___ Dataset rows ___

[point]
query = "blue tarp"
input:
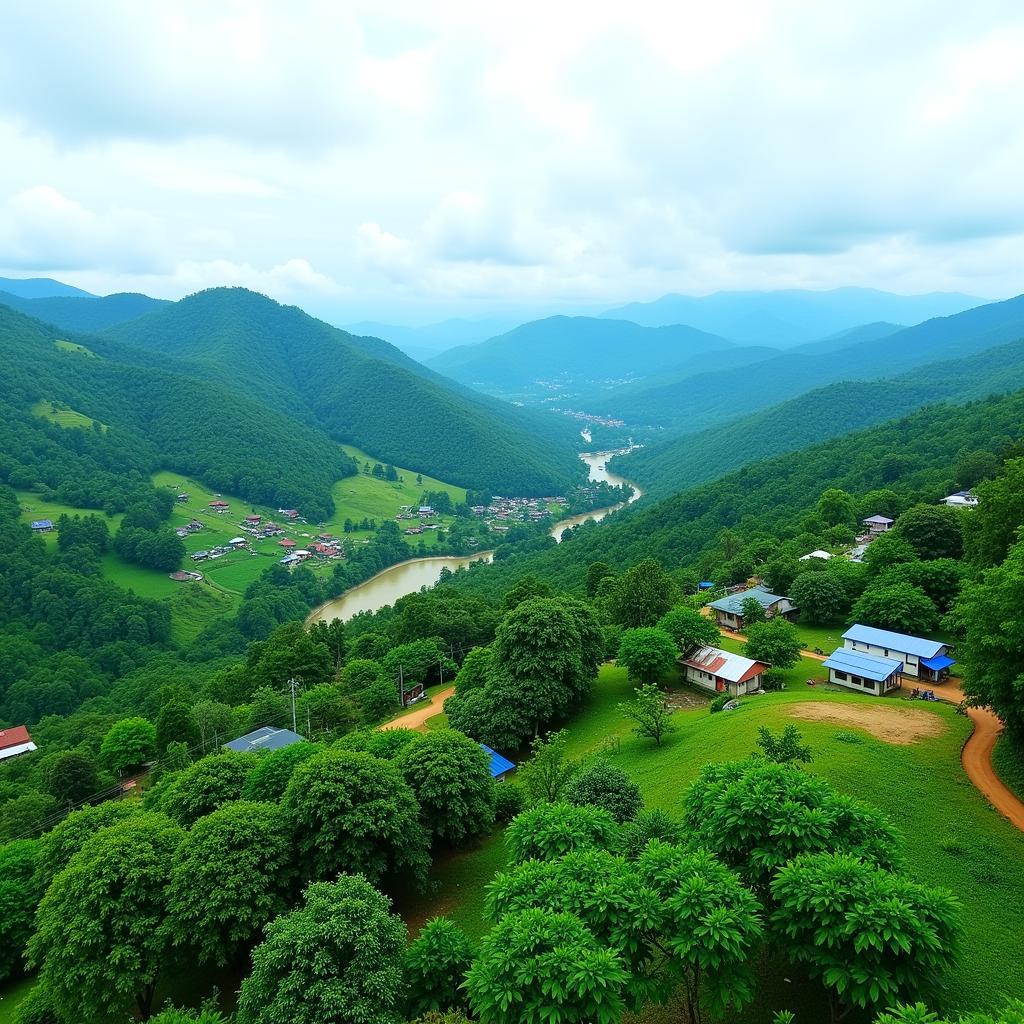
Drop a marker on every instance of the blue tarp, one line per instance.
(499, 765)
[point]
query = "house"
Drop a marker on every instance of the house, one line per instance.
(878, 523)
(858, 671)
(14, 741)
(500, 766)
(721, 671)
(729, 609)
(963, 499)
(264, 738)
(928, 659)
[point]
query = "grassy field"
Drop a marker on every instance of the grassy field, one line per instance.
(950, 834)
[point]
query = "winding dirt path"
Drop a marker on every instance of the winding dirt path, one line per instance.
(976, 755)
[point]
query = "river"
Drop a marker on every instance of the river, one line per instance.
(407, 578)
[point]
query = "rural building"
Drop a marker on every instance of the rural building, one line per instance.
(500, 766)
(858, 671)
(264, 738)
(721, 671)
(878, 523)
(14, 741)
(928, 659)
(729, 610)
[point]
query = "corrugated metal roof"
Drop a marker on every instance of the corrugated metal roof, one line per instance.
(900, 642)
(856, 663)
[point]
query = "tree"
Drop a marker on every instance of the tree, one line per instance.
(129, 743)
(648, 653)
(819, 597)
(19, 893)
(536, 966)
(547, 771)
(774, 641)
(336, 960)
(451, 776)
(602, 784)
(933, 530)
(896, 606)
(641, 595)
(869, 935)
(689, 628)
(71, 777)
(785, 748)
(230, 877)
(649, 712)
(100, 941)
(548, 832)
(757, 815)
(353, 812)
(436, 963)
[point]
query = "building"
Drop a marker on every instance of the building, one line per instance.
(264, 738)
(878, 524)
(500, 766)
(729, 609)
(864, 673)
(721, 671)
(926, 659)
(14, 741)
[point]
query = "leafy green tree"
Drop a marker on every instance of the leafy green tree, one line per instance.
(787, 747)
(353, 812)
(19, 893)
(335, 960)
(603, 784)
(230, 876)
(548, 832)
(896, 606)
(869, 935)
(689, 628)
(649, 712)
(648, 653)
(451, 776)
(774, 641)
(100, 942)
(819, 597)
(436, 964)
(757, 815)
(537, 966)
(933, 530)
(129, 743)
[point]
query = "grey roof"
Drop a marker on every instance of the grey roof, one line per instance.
(734, 602)
(264, 738)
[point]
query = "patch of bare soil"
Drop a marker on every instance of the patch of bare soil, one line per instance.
(894, 725)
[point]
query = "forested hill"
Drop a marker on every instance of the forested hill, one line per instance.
(146, 419)
(699, 526)
(815, 416)
(577, 347)
(695, 402)
(83, 312)
(322, 376)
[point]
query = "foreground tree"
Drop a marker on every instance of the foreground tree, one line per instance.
(870, 936)
(100, 942)
(336, 960)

___

Instructions for the task: Strip out the pictures and quote the remaining data word for word.

Correct output:
[point]
query = "blue tarp"
input:
Drop a marker on every instance of the blue tarp, one line per instance.
(499, 765)
[point]
query = "house"
Drop a marker on every instance of the house, one line per instance.
(878, 523)
(858, 671)
(14, 741)
(500, 766)
(721, 671)
(729, 609)
(963, 499)
(264, 738)
(928, 659)
[point]
query = "grassy field"
Drop a marker on every instance of the grassy field, one line per instance.
(950, 834)
[point]
query = "winding dirt path"
Drop a marker on every instance of the winding dirt path, one line per instance.
(976, 755)
[point]
query = "river"
Drop a marker on every instance of the river, one line per instance.
(407, 578)
[point]
query = "rural building"
Drop a marker on every instance of the rural building, one line per instance.
(500, 766)
(858, 671)
(264, 738)
(721, 671)
(878, 523)
(14, 741)
(928, 659)
(729, 610)
[point]
query = "corrugated metal roof"
Drop a marker on every instance of the corrugated metal roof, one line per instance.
(900, 642)
(856, 663)
[point]
query = "tree"
Drop a marker on every instance of the tree, one line per instance.
(129, 743)
(648, 653)
(819, 597)
(19, 893)
(536, 966)
(547, 771)
(774, 641)
(336, 960)
(451, 776)
(602, 784)
(933, 530)
(896, 606)
(641, 595)
(869, 935)
(689, 628)
(71, 777)
(785, 748)
(230, 877)
(649, 712)
(100, 941)
(548, 832)
(757, 815)
(353, 812)
(436, 963)
[point]
query = "building"
Drop a marker on every instance of the building, one line per instance.
(264, 738)
(878, 524)
(500, 766)
(729, 609)
(864, 673)
(721, 671)
(926, 659)
(14, 741)
[point]
query = "leafy green tree"
Drop a marker on every instance of the leafy green tree, one line per instance.
(787, 747)
(353, 812)
(19, 893)
(335, 960)
(603, 784)
(230, 876)
(548, 832)
(896, 606)
(869, 935)
(689, 628)
(649, 712)
(648, 653)
(451, 776)
(774, 641)
(100, 942)
(819, 597)
(436, 964)
(757, 815)
(537, 966)
(933, 530)
(129, 743)
[point]
query = "grey roof"
Drop a marker on every instance of the grey roof, one line per instance.
(734, 602)
(264, 738)
[point]
query = "patch of bare soil"
Drop a marker on every instance of the patch of bare soil, one line per instance.
(894, 725)
[point]
query = "forested hill"
Drop a marker on every instance of the forested hill, one line per instance.
(146, 419)
(699, 526)
(815, 416)
(577, 347)
(695, 402)
(83, 312)
(322, 376)
[point]
query = "foreground tree"
Drop a marker on every instance of the foreground tree, one line per instance.
(870, 936)
(100, 942)
(336, 960)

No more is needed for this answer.